== WHAT YOU HAVE TO DO ==
Please repeat, word for word, the part of the entries below that opens with the line containing "If you could pin the grill" and runs through the end of the entries.
— begin INPUT RECORDS —
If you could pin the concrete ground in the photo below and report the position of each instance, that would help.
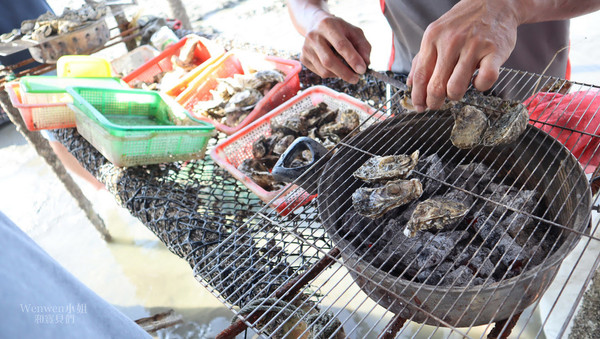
(137, 273)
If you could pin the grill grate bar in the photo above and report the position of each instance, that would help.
(279, 227)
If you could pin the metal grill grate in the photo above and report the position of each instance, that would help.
(356, 299)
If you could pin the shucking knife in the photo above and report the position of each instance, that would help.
(389, 80)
— end INPUT RECORDS —
== COMPLETED TASK ==
If you could pin the grill grate bar in the photo above and report the position of each instance, that would help.
(279, 227)
If you could pin the metal grill grate in the photo above and report the position of each instance, that would help.
(356, 299)
If you could pin the shucking knife in the photo above and report the position of each instance, that would help.
(389, 80)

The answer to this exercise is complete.